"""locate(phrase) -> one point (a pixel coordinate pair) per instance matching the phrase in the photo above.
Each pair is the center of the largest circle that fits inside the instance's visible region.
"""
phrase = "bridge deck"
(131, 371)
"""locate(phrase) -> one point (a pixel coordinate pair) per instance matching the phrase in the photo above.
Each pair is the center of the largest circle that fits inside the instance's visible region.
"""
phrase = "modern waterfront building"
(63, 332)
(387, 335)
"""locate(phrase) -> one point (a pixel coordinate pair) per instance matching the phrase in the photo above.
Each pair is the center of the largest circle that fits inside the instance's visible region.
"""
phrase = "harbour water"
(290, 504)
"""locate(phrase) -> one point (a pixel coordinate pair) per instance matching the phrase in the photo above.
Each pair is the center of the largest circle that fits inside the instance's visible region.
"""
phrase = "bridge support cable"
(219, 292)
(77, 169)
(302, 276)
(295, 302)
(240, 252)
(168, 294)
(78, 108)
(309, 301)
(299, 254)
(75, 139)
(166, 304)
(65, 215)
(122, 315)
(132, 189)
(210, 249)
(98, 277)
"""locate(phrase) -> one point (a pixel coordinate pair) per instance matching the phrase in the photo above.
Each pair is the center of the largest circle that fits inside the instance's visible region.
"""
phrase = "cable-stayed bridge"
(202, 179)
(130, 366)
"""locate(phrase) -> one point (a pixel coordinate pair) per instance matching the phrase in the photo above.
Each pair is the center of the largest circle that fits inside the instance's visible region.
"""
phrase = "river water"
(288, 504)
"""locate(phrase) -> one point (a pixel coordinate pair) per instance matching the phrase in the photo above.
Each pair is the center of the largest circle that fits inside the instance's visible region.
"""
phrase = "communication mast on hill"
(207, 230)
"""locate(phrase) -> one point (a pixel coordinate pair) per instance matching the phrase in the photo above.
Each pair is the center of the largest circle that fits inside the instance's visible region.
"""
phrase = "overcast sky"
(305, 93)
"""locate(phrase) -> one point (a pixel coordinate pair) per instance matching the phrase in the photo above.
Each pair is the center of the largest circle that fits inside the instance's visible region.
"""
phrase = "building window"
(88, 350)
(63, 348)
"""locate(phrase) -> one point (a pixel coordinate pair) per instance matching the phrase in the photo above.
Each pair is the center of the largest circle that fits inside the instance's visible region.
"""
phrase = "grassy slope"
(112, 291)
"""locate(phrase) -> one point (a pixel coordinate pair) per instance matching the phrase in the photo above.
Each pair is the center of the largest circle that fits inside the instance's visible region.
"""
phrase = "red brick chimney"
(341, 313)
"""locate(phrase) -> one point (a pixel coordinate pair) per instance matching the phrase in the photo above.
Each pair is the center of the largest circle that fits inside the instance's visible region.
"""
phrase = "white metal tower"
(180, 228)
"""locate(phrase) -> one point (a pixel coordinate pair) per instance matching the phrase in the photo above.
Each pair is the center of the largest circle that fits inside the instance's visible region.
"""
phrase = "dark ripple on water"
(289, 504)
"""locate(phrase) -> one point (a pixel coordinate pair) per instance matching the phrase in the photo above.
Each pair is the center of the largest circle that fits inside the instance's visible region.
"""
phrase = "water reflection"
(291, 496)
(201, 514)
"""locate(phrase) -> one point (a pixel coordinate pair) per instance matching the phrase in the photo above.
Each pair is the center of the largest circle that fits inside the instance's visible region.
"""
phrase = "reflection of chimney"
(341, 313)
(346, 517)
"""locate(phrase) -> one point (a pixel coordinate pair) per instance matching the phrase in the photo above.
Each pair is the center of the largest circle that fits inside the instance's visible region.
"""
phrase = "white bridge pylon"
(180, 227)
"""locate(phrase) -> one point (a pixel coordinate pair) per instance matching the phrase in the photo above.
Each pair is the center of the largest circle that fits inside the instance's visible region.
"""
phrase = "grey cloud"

• • • •

■ **SET EXERCISE**: Your task is to repeat the data exactly; please include every line.

■ **CORRECT ANSWER**:
"""locate(phrase) -> one point (a pixel coordinate pair) per instance matching the phrase in the photo above.
Each pair is the center of the largest circle that fits inside the instance's visible region.
"""
phrase = "bridge deck"
(131, 371)
"""locate(phrase) -> one point (a pixel coordinate pair) per instance matching the phrase in the photo above.
Each pair is the center of the largest circle that fits inside the instance's visible region.
"""
phrase = "modern waterfront building"
(63, 332)
(387, 335)
"""locate(phrase) -> one point (a pixel coordinate pair) per instance matching the phrase in the photo above.
Each pair is the center of the largest circle that fits inside the instance's visible region.
"""
phrase = "harbour water"
(290, 504)
"""locate(phrase) -> one point (a pixel coordinate pair) per instance matching the phrase in the photo above.
Each pair is the center of the largest circle that fits inside the instance's visible region.
"""
phrase = "bridge support cable"
(219, 292)
(77, 169)
(302, 276)
(295, 302)
(240, 252)
(168, 294)
(78, 108)
(309, 301)
(299, 254)
(75, 139)
(166, 304)
(65, 215)
(122, 315)
(132, 189)
(210, 249)
(98, 277)
"""locate(phrase) -> one point (a pixel coordinate pair) per instance matching the phrase in the photo above.
Each pair is the center of the largest circle that fits inside the instance's visible region.
"""
phrase = "cable-stayed bridge"
(202, 179)
(130, 366)
"""locate(phrase) -> one point (a pixel coordinate pair) per instance matching the phrase in the photo above.
Each pair is the center of the largest circle that fits inside the instance's visible region.
"""
phrase = "river water"
(288, 504)
"""locate(phrase) -> one point (a pixel coordinate pair) per instance matching the phrase in the photo above.
Each pair is the center of the largest circle that fits inside the instance's visible region.
"""
phrase = "communication mast on hill"
(207, 230)
"""locate(phrase) -> one point (a pixel coordinate pair) per instance matching the phrase in the photo above.
Each pair is the center of the largest circle that fits inside the instance's visible region.
"""
phrase = "overcast sky"
(305, 93)
"""locate(phrase) -> one point (a pixel coordinate pair) per instance matching the phrase in the photo above.
Each pair is the center of the largest circle that fits inside the instance's visible region.
"""
phrase = "building window"
(88, 350)
(63, 348)
"""locate(phrase) -> one point (a pixel coordinate pair) per instance matching the phrase in the photo above.
Each pair is the center of the largest circle that fits inside the instance's visible region.
"""
phrase = "grassy slope"
(112, 291)
"""locate(phrase) -> one point (a pixel coordinate pair) per instance matching the phrase in the photo above.
Each pair is the center of the largest circle that fits inside the instance's visible region.
"""
phrase = "red brick chimney"
(341, 313)
"""locate(phrase) -> one point (a pixel coordinate pair) per instance matching the phrase in the photo above.
Each pair is the center of the largest circle that fits inside the instance's visible region.
"""
phrase = "white metal tower"
(180, 228)
"""locate(phrase) -> one point (a pixel coordinate pair) per instance matching the phrase in the photo above.
Each pair is the center of the largest circle that fits inside the instance's visible region.
"""
phrase = "dark ripple on water"
(289, 504)
"""locate(phrase) -> one point (a pixel coordinate pair) per instance matching the phrase in the photo above.
Each pair is the center of the largest circle that fits inside the instance's visible region.
"""
phrase = "water reflection"
(291, 496)
(201, 514)
"""locate(phrase) -> one point (a pixel coordinate pair) per instance matching the phrase in the photo above.
Each pair is the center of the largest circle that fits inside the instance's visible region.
"""
phrase = "reflection of chimney"
(341, 313)
(346, 517)
"""locate(phrase) -> one point (a pixel coordinate pair) per instance matching the phrase in the photo above.
Each pair is the center of the largest circle that fits inside the instance's visible region.
"""
phrase = "white bridge pylon"
(180, 227)
"""locate(phrase) -> one point (a pixel coordinate pair) per instance matching the phrase in the photo above.
Each pair is the center of the largest circle that fits inside the instance's visible region.
"""
phrase = "grey cloud"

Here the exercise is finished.